---------- SELECTED TEXT ----------

The gist of the enforcement action is as follows.

RLC has approximately 95 foreign subsidiaries.  One subsidiary, PRL S.R.L, an indirectly wholly-owned subsidiary of RLC headquartered and incorporated in Argentina, had a General Manager who conspired with a customs clearance agency to make improper payments “to assist in improperly obtaining paperwork necessary for goods to clear customs, to permit clearance of items without the necessary paperwork, to permit the clearance of prohibited items, and to avoid inspection.”

There is no allegation or suggestion that RLC was aware of, or participated in, the alleged conduct.  The resolution documents merely say that “in the five years that General Manager A, Agent 1, and others at PRL S.R.L carried out this scheme, RLC did not have an anti-corruption program and did not provide any anti-corruption training or oversight with respect to PRL S.R.L.”

The simplistic inference would seem to be that General Manager A would not have engaged in the improper conduct had RLC had an anti-corruption program and provided anti-corruption training.  However, this notion would seem to be undermined by reference to RLC’s worldwide FCPA compliance review which ”identified no further violations.”

DOJ NPA

The NPA states that the DOJ “will not criminally prosecute RLC … related to violations of the anti-bribery provisions of the FCPA … arising from and related to improper payments in Argentina …”.

---------- STORED RECORDS ----------

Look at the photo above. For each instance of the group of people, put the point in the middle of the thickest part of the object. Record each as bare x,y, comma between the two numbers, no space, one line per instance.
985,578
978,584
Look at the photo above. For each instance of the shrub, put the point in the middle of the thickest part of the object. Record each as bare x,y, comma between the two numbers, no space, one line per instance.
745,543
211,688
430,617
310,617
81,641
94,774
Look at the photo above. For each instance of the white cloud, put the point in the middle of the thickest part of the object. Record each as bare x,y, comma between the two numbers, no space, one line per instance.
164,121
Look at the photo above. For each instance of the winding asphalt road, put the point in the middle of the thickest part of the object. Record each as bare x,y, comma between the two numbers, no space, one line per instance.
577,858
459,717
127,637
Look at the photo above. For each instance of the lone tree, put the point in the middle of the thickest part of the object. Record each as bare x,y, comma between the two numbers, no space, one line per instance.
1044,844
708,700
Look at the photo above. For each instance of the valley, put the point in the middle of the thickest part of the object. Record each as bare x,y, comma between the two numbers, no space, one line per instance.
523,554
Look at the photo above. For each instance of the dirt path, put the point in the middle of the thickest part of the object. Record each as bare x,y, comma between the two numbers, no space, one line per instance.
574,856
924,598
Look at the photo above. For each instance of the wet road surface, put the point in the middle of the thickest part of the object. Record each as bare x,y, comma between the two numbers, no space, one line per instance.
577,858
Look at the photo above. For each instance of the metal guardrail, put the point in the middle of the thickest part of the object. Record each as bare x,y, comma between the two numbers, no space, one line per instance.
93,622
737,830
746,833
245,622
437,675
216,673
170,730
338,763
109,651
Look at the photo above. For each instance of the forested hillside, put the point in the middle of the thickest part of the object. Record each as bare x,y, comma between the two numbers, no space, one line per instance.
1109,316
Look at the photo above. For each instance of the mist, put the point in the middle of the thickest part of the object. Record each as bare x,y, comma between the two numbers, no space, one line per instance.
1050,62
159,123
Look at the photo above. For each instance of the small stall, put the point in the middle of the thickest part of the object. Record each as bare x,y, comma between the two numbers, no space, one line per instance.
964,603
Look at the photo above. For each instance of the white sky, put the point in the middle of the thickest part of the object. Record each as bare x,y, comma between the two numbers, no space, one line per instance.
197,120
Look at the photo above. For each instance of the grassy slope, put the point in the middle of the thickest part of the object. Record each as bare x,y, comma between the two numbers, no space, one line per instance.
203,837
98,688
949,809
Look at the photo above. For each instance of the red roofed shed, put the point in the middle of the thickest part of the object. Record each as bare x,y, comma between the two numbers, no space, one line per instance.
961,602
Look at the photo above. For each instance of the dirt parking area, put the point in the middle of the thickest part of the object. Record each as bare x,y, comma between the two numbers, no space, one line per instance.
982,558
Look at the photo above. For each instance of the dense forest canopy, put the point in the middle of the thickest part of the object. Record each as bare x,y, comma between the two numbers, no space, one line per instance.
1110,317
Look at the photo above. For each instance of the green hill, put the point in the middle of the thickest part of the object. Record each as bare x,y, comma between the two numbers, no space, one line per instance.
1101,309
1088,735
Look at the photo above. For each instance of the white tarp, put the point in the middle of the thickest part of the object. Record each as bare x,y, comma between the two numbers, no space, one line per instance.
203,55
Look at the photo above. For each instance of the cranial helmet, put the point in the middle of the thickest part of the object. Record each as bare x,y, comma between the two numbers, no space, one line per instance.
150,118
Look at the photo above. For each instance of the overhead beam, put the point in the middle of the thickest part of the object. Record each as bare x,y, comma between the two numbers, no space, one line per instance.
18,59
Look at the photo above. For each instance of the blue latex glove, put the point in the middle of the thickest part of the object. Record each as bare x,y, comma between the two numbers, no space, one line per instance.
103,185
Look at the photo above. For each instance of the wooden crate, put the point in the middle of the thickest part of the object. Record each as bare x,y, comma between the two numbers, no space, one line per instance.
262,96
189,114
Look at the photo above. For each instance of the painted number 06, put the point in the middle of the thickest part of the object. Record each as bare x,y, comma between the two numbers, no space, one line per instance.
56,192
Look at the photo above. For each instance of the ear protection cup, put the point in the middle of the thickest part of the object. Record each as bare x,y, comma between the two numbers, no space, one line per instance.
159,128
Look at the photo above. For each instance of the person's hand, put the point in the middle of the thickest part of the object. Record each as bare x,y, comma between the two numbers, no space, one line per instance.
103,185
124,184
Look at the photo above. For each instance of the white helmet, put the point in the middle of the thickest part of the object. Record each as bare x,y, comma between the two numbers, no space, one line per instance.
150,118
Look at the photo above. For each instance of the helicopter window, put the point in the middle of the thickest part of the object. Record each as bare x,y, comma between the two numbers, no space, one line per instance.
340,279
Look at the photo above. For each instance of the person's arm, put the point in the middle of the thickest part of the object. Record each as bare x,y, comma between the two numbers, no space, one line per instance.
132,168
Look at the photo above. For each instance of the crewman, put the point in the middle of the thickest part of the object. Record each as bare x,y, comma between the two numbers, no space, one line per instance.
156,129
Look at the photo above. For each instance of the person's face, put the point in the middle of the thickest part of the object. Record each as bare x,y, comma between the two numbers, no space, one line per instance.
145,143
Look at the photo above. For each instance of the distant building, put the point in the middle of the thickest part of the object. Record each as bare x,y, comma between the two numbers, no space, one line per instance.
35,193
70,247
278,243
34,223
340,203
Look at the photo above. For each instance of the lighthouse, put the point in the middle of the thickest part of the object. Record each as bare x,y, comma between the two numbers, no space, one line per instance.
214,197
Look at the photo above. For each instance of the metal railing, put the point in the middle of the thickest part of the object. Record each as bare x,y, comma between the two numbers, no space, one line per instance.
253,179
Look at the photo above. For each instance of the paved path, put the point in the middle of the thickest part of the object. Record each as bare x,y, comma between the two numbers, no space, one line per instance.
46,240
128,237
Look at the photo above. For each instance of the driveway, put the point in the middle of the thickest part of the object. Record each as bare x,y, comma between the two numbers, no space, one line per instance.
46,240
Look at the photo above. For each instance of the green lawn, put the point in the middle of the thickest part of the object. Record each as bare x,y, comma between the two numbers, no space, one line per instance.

----------

== EXERCISE OBJECTIVE ==
Reproduce the passage above about the RLC enforcement action word for word, in full.

== WRITTEN REPLY ==
The gist of the enforcement action is as follows.

RLC has approximately 95 foreign subsidiaries.  One subsidiary, PRL S.R.L, an indirectly wholly-owned subsidiary of RLC headquartered and incorporated in Argentina, had a General Manager who conspired with a customs clearance agency to make improper payments “to assist in improperly obtaining paperwork necessary for goods to clear customs, to permit clearance of items without the necessary paperwork, to permit the clearance of prohibited items, and to avoid inspection.”

There is no allegation or suggestion that RLC was aware of, or participated in, the alleged conduct.  The resolution documents merely say that “in the five years that General Manager A, Agent 1, and others at PRL S.R.L carried out this scheme, RLC did not have an anti-corruption program and did not provide any anti-corruption training or oversight with respect to PRL S.R.L.”

The simplistic inference would seem to be that General Manager A would not have engaged in the improper conduct had RLC had an anti-corruption program and provided anti-corruption training.  However, this notion would seem to be undermined by reference to RLC’s worldwide FCPA compliance review which ”identified no further violations.”

DOJ NPA

The NPA states that the DOJ “will not criminally prosecute RLC … related to violations of the anti-bribery provisions of the FCPA … arising from and related to improper payments in Argentina …”.